Nell'articolo sui Google Glass, a che prezzo arrivarono gli occhiali sul mercato americano nel 2014?

## Testo del documento
'''

Riecco i Google Glass

Dopo il fallimento iniziale Mountain View ci riprova con gli occhiali del futuro. Con un prezzo più abbordabile e nuove app

Riecco i Google Glass
Google Glass è il nome degli avvenieristici occhiali creati dal colosso statunitense con sede a Mountain View e che, una volta indossati, permettono di vedere la realtà circostante attraverso i dati veicolati dalla tecnologia del dispositivo, constantemente collegato a internet.

Furono rilasciati per la prima volta nel 2013 e solo per gli sviluppatori di applicazioni, che in questo modo avrebbero imparato a conoscere meglio il prodotto.

Solamente nel 2014 i Google Glass vengono lanviati sul mercato americano, al prezzo di 1500 dollari. Una cifra troppo alta per permettere un buon numero di vendite. Sempre nel 2014 - a giugno - i Google Glass arrivano nel Regno Unito, esordendo così in terra europea. Un fiasco totale. Oltre al costo elevatissimo, il pubblico, come ha ammesso la stessa Google, non era "ancora pronto".

'''

## I dati
'''

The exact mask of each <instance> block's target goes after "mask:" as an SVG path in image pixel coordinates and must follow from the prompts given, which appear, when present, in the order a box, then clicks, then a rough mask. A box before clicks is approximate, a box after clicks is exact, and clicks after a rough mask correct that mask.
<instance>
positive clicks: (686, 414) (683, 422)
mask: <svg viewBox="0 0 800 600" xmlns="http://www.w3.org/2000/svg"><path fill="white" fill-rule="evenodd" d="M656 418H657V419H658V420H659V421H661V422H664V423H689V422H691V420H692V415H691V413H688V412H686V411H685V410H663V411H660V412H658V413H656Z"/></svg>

'''

## Risposta scritta
A 1500 dollari.